-- START OF RECORDS FOR THIS TASK --

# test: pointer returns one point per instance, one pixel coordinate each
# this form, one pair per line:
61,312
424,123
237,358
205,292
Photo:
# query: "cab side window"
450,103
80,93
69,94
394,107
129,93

-- END OF RECORDS FOR THIS TASK --

- _GIVEN REQUEST_
Switch "query" to "label" throughout the entries above, and leave every other part of those lines unchanged.

- _EXERCISE RESULT_
# test: pointer returns one point per instance, one pixel coordinate each
# this form, one pair per line:
61,312
424,123
237,358
205,292
Photo:
# label: "cab side window"
450,103
80,93
69,94
394,107
129,93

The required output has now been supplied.